[Exercise]: Once you find the line containing "Target: mausoleum facade" in the data below, copy it and each following line exactly, up to and including the line containing "Question. Locate the celery leaf", and nothing else.

---

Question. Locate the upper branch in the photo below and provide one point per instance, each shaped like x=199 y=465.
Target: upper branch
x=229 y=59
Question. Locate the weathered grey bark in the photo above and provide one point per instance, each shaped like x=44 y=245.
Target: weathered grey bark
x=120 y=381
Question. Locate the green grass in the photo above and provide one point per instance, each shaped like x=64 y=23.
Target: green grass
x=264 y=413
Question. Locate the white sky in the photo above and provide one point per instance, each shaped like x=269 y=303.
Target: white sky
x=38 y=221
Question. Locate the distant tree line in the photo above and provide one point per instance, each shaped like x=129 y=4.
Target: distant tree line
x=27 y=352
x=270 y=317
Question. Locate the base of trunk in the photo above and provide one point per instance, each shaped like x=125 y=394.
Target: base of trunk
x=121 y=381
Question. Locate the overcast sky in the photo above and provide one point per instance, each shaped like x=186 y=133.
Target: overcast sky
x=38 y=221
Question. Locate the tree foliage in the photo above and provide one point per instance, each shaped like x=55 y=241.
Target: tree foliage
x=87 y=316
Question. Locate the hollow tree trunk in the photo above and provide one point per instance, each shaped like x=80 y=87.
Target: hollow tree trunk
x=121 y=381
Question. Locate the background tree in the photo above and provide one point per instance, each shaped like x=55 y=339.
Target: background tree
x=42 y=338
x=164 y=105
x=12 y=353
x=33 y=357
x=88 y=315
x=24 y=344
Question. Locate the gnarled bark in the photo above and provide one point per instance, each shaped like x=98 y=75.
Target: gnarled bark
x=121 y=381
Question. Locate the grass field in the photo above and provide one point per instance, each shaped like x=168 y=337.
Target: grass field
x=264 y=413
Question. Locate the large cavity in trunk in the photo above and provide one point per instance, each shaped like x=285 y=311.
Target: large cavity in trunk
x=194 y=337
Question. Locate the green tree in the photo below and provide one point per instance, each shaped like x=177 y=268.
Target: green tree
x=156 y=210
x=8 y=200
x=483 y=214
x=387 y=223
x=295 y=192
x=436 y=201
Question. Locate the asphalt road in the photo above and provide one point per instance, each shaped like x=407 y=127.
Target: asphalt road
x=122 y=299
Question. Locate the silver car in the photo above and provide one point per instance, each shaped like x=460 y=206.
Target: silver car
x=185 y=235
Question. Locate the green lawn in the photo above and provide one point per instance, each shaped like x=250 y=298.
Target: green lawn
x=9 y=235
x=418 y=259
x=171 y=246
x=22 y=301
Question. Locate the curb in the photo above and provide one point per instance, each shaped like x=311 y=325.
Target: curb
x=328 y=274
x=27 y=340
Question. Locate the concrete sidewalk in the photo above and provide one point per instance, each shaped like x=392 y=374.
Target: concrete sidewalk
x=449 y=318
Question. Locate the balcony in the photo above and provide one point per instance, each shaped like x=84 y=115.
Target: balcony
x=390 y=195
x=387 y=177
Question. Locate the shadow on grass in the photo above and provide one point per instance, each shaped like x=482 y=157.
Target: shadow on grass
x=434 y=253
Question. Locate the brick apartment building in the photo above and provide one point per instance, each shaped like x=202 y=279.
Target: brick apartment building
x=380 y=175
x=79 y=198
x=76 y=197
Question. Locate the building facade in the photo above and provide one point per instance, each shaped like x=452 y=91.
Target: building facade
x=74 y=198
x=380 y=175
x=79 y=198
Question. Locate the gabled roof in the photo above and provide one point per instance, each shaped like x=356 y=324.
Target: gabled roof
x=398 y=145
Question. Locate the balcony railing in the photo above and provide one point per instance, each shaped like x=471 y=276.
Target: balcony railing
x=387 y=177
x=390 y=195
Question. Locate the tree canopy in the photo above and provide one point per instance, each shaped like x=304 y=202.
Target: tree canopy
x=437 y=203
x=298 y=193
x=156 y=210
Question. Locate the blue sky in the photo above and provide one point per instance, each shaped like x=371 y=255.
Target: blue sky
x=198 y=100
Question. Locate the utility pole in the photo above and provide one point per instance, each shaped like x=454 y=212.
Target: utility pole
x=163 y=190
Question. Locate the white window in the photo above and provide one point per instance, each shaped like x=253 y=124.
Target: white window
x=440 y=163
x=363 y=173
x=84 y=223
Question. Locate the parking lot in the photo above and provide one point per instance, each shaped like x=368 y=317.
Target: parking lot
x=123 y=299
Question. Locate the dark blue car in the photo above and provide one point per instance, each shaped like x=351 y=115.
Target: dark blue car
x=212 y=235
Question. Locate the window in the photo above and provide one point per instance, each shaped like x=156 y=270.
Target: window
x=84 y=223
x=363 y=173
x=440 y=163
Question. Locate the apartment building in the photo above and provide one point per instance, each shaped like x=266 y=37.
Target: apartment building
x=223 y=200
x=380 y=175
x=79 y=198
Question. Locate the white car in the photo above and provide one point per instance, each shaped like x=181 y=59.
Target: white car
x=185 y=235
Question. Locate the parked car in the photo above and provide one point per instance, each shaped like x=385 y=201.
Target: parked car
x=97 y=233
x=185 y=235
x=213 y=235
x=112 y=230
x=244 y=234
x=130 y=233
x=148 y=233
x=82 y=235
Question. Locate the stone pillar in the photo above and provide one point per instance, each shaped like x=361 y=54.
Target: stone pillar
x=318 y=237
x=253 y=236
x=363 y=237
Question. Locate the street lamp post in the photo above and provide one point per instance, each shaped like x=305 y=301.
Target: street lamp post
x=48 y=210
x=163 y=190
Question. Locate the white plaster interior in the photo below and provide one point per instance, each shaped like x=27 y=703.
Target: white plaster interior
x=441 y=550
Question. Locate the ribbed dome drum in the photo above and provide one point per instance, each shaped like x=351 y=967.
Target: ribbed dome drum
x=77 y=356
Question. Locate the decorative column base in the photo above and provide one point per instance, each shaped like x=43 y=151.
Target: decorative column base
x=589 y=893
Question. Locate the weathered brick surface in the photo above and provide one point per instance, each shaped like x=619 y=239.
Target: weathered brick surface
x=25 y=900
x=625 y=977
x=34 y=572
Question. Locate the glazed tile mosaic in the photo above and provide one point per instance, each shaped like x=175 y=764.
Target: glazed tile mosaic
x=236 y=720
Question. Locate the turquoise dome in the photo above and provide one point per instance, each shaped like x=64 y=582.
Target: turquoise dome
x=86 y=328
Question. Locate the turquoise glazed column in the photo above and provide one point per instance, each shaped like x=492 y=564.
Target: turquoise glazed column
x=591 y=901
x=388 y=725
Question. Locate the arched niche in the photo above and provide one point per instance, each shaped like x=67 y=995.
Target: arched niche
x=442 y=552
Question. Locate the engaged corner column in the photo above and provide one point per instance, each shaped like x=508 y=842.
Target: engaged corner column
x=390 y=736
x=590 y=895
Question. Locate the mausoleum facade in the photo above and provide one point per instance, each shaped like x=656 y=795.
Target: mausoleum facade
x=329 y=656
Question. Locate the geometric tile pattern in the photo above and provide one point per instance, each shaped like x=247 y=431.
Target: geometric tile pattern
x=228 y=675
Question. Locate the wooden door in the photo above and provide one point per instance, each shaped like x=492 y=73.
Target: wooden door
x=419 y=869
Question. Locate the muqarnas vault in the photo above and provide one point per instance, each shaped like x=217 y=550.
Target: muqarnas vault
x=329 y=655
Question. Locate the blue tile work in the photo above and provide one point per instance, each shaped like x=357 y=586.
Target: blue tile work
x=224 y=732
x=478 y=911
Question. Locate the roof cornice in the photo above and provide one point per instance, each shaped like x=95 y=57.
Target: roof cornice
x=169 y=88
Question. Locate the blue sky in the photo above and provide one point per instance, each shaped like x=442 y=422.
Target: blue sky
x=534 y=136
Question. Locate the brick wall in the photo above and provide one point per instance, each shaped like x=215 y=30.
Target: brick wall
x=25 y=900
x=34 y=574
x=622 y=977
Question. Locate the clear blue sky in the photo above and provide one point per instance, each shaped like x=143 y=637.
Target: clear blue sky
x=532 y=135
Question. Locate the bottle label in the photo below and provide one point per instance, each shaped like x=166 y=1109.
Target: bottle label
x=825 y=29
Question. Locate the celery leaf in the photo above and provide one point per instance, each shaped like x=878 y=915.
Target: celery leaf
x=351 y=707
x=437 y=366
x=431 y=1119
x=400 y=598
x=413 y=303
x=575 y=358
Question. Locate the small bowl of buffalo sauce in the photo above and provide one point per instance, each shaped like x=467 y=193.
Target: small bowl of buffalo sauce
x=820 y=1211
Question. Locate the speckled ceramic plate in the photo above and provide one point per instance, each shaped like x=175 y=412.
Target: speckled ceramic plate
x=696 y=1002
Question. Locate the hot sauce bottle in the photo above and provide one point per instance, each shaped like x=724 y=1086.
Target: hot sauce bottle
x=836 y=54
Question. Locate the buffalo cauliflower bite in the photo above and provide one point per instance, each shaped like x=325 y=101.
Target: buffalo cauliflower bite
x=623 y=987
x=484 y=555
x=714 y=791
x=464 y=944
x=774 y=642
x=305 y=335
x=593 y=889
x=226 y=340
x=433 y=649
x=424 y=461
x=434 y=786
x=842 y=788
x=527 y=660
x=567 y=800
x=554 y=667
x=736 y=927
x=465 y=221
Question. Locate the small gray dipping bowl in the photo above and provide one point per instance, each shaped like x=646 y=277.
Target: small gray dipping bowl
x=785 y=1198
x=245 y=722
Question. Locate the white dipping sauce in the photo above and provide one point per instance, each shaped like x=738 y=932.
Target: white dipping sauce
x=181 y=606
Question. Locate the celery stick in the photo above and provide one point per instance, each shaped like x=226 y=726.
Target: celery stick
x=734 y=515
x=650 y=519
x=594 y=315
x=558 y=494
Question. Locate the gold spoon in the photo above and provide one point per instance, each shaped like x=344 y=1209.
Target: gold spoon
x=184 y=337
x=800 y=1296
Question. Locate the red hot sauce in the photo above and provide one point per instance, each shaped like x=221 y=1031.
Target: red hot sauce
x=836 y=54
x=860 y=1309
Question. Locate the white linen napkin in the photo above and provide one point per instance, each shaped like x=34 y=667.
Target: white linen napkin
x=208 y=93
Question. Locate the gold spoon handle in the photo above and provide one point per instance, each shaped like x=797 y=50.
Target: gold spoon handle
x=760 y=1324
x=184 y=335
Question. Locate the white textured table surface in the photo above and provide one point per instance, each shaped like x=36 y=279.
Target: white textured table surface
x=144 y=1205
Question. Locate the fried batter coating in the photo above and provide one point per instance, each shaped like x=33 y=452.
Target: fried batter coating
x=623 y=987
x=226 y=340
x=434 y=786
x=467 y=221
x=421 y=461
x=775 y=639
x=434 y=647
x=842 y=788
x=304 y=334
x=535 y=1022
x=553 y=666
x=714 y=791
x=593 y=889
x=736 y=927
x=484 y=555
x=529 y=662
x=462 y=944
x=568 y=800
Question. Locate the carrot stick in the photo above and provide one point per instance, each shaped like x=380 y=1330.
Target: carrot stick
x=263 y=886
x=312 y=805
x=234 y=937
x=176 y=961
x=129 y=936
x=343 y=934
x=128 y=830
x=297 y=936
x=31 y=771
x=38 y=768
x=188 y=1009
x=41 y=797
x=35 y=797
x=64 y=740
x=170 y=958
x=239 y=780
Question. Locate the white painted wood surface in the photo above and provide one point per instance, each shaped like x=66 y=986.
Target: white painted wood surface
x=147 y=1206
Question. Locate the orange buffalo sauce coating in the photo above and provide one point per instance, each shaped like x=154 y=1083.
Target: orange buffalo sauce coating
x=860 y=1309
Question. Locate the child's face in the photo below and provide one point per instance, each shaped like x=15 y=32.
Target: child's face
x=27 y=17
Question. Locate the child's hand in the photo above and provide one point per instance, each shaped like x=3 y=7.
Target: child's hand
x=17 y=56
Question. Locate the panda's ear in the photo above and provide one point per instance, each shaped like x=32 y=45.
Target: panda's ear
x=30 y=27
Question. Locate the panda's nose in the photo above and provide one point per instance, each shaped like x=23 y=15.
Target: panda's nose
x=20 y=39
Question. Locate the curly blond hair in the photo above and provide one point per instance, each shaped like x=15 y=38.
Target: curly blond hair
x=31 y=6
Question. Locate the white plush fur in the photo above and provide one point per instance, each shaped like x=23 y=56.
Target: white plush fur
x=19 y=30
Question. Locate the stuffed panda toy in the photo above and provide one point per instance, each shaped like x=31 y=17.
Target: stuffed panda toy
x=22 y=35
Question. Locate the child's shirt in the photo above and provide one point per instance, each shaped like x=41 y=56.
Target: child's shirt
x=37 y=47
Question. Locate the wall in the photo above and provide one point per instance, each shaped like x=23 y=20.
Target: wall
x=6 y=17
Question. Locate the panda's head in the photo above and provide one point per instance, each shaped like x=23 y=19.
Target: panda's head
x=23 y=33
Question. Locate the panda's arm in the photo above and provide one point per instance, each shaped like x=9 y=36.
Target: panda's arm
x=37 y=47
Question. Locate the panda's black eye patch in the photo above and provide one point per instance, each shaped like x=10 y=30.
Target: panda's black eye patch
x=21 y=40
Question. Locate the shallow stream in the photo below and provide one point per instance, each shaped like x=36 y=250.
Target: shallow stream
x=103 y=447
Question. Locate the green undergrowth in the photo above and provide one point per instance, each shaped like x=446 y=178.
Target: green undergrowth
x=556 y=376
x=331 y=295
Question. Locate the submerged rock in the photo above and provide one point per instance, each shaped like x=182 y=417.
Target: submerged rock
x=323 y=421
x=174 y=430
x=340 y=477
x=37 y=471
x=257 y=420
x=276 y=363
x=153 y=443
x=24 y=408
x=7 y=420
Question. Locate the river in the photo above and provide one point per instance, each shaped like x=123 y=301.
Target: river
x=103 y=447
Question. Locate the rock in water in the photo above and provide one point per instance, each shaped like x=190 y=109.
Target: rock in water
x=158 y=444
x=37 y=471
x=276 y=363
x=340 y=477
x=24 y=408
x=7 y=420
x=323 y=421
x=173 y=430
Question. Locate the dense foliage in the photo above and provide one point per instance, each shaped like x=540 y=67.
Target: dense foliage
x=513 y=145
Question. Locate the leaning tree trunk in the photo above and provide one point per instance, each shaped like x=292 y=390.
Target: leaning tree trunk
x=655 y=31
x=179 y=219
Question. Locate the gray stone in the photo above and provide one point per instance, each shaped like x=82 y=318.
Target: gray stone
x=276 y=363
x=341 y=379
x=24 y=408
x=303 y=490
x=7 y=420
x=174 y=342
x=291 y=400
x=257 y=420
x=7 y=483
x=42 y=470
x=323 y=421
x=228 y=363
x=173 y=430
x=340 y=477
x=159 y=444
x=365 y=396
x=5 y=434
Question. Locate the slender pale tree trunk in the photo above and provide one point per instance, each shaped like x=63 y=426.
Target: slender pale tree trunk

---

[Response to this exercise]:
Target: mausoleum facade
x=329 y=656
Question. Locate the geometric tile pattern in the photo above and provide one point per instance, each shaped like x=247 y=431.
Target: geometric tile pattern
x=228 y=675
Question. Locate the wooden door in the photo above and provide one point per instance, each shaped like x=492 y=73.
Target: wooden door
x=419 y=869
Question. Locate the muqarnas vault in the photo above and provide one point per instance, each shaped like x=217 y=550.
Target: muqarnas vault
x=329 y=655
Question. Locate the blue tile work in the photo above and provide one point per instance, each shaped like x=357 y=586.
Target: blue tile work
x=224 y=732
x=478 y=911
Question. Locate the roof cornice in the photo above and provide one point per instance, each shaped like x=95 y=57.
Target: roof cornice
x=169 y=88
Question. Locate the blue sky in the photo above and provide one point per instance, each shaped like x=442 y=422.
Target: blue sky
x=534 y=136
Question. Locate the brick wall in the photo above and provide one point per instance, each shaped like x=215 y=30.
Target: brick wall
x=25 y=900
x=34 y=574
x=622 y=977
Question. Locate the clear blue sky in the photo above and provide one point per instance, each shaped like x=143 y=637.
Target: clear blue sky
x=532 y=135
Question. Locate the bottle label in the photo below and provide one point per instance, each shaped like x=166 y=1109.
Target: bottle label
x=825 y=29
Question. Locate the celery leaf in the photo above and provide one point per instance, each shaped like x=878 y=915.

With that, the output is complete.